Exercise objective: Below this line is a set of entries; quote exactly the lines from the line that contains "Where can you see the man's bare" to the line that contains "column 1184, row 211", both lines included.

:: Records shown ::

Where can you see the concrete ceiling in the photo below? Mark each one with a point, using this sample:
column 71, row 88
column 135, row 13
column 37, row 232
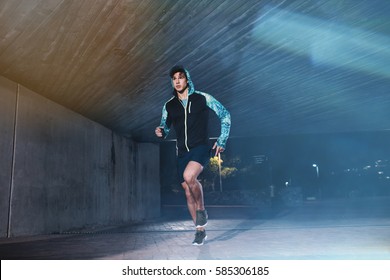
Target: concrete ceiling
column 304, row 66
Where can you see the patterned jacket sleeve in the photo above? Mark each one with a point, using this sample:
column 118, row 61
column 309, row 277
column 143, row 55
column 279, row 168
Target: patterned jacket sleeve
column 224, row 117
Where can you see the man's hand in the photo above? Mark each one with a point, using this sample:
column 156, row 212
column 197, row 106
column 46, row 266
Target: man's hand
column 159, row 131
column 218, row 149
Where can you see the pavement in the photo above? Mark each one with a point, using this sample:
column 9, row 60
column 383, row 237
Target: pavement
column 344, row 229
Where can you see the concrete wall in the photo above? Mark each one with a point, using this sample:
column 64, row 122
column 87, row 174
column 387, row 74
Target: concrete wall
column 67, row 172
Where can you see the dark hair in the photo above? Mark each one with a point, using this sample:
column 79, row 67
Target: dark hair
column 175, row 69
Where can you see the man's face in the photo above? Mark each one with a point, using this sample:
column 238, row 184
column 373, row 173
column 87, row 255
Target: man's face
column 179, row 81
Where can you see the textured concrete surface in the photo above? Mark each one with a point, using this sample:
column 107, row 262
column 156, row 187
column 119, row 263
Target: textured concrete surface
column 60, row 170
column 356, row 229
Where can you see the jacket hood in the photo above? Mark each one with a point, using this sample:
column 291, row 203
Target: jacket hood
column 191, row 88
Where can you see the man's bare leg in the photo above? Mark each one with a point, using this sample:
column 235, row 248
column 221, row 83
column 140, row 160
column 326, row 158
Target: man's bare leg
column 191, row 204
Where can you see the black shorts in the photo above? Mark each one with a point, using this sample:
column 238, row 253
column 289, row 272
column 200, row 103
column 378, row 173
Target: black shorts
column 200, row 154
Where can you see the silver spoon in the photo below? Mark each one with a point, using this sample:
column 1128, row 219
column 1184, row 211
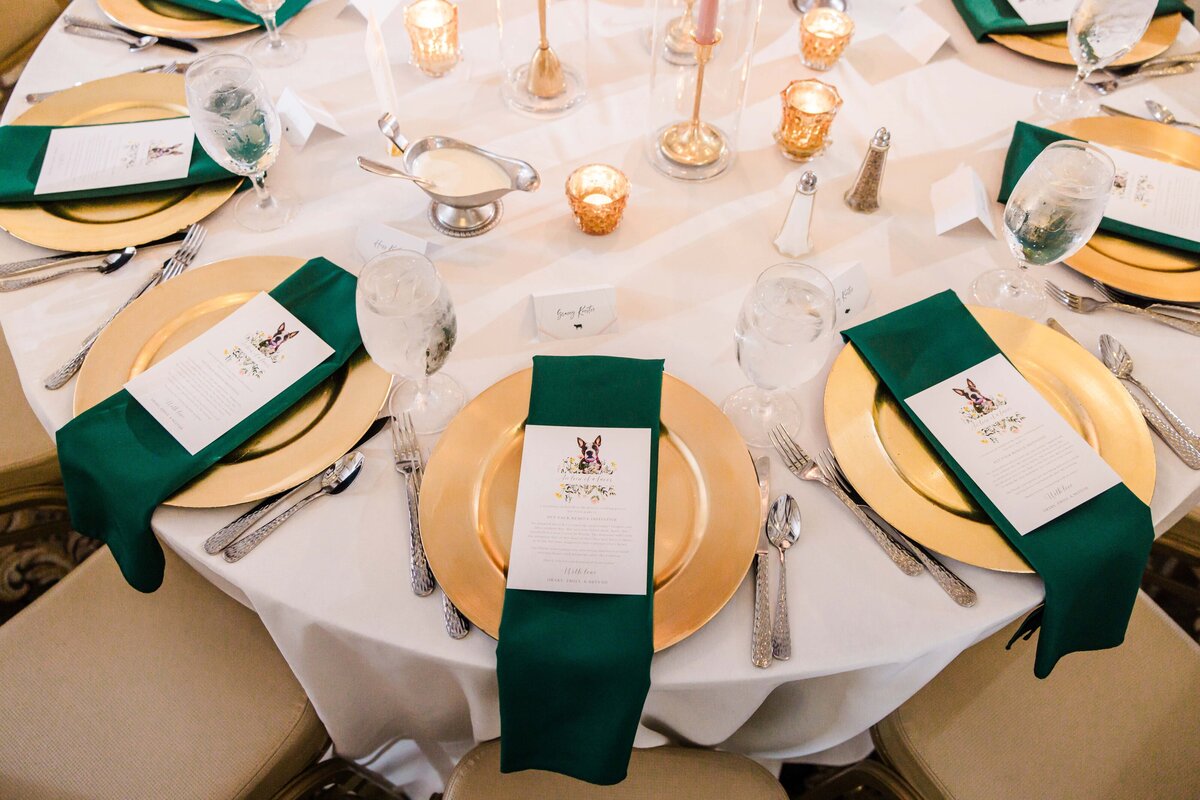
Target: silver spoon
column 335, row 480
column 1120, row 364
column 376, row 168
column 783, row 530
column 112, row 263
column 1164, row 115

:::

Exercise solution:
Where can you see the man's bare leg in the photo above? Mark each one with a point, using this sample:
column 235, row 248
column 221, row 83
column 140, row 160
column 326, row 158
Target: man's bare leg
column 191, row 204
Where can you see the black shorts in the photo above? Mark each one with a point, using this sample:
column 238, row 253
column 289, row 272
column 200, row 103
column 378, row 173
Target: black shorts
column 200, row 154
Where can you see the silver spoon in the photo below? Mark each one with a point, using this sample:
column 1128, row 219
column 1184, row 211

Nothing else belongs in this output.